Excerpt to read >>
[start]

Tue, Nov 20, 2007 - Page 4 News List

Students dream of future in contest

UNDISCOVERED PROBLEMS A design competition for high-schoolers encouraged them to 'think outside the box' and come up with innovative ideas and technologies


Imagine a world where cars fly, sushi plates float in the air, fires are put out minutes after they start and bones never ache from the impact of walking and running.

These were all possibilities created by high school students from around the country in the sixth annual Innovative Design Competition Using High Temperature Superconductors for Magnetic Levitation.

The competition, hosted by the National Science Council (NSC) at Kaohsiung's National Science and Technology Museum, saw 36 teams from Taiwan showcasing their projects in the final on Sunday. A team from Japan's Waseda University Affiliated Honjo High School was also invited.

The teams had eight months to prepare their exhibits.

"Our vision was to encourage students to prepare for jobs that don't yet exist, to use technologies not yet invented and solve problems we don't yet know about," said In-Gann Chen (陳引幹), a material science and engineering professor at Cheng Kung University and the moderator of the competition.

[end]

Extracted records >>
[start]

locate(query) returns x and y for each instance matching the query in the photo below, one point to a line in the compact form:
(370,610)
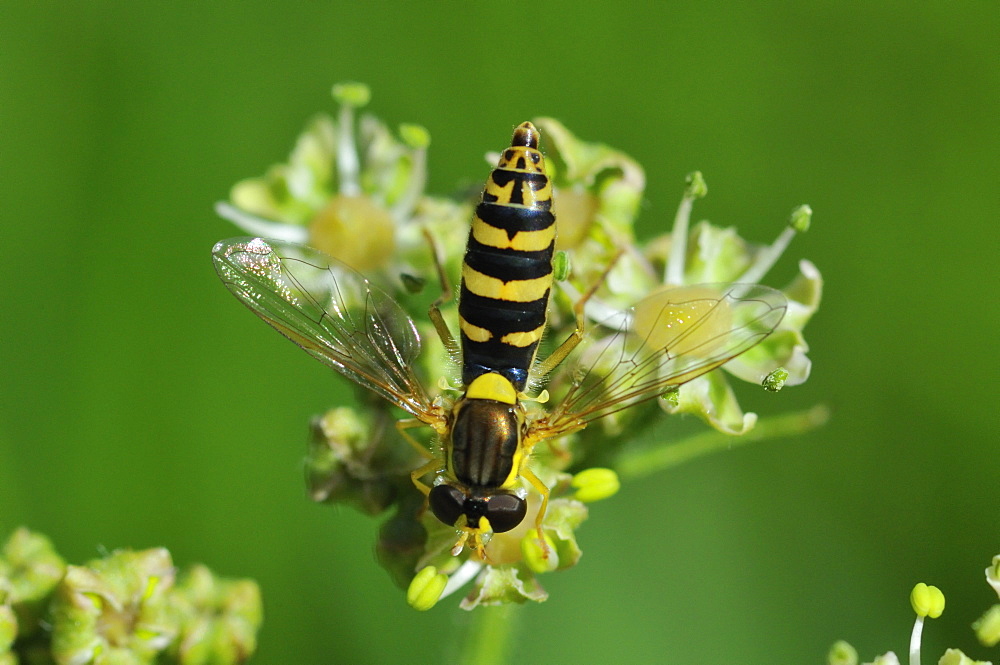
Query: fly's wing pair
(331,311)
(670,337)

[end]

Stated goal >>
In the article about the high school superconductor design contest, how many teams from Taiwan presented their projects in the final?

Solution to the problem >>
36 teams